▶ What to produce: Edit the rows so that "leafy tree" becomes "broadleaf tree" wherever it appears, keeping every other line the same, and leave the pictures out of your answer.

━━ Supplied data

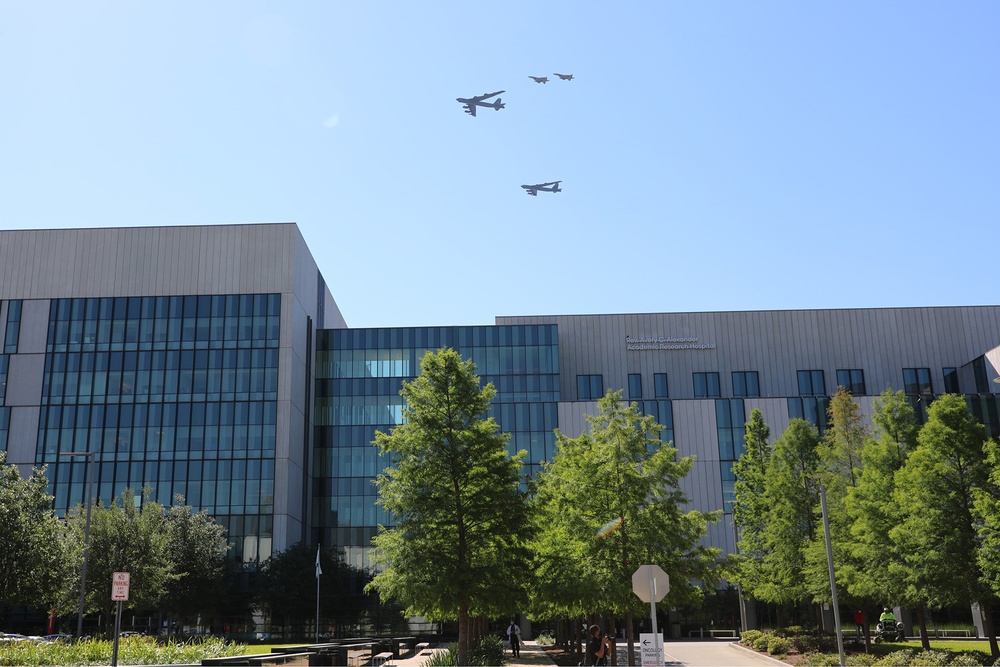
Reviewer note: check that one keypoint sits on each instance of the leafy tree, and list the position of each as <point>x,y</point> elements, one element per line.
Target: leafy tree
<point>612,499</point>
<point>874,569</point>
<point>31,558</point>
<point>935,490</point>
<point>286,587</point>
<point>840,463</point>
<point>197,550</point>
<point>750,509</point>
<point>125,536</point>
<point>457,550</point>
<point>791,497</point>
<point>987,510</point>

━━━━

▶ Task answer:
Reviewer note: check that one keypoint sits on each instance of the broadleaf tree, and list the position of each as <point>x,y</point> elements, one element per line.
Target: broadleaf tree
<point>612,499</point>
<point>874,569</point>
<point>31,558</point>
<point>935,490</point>
<point>286,587</point>
<point>840,463</point>
<point>197,550</point>
<point>750,509</point>
<point>125,536</point>
<point>457,550</point>
<point>791,497</point>
<point>987,510</point>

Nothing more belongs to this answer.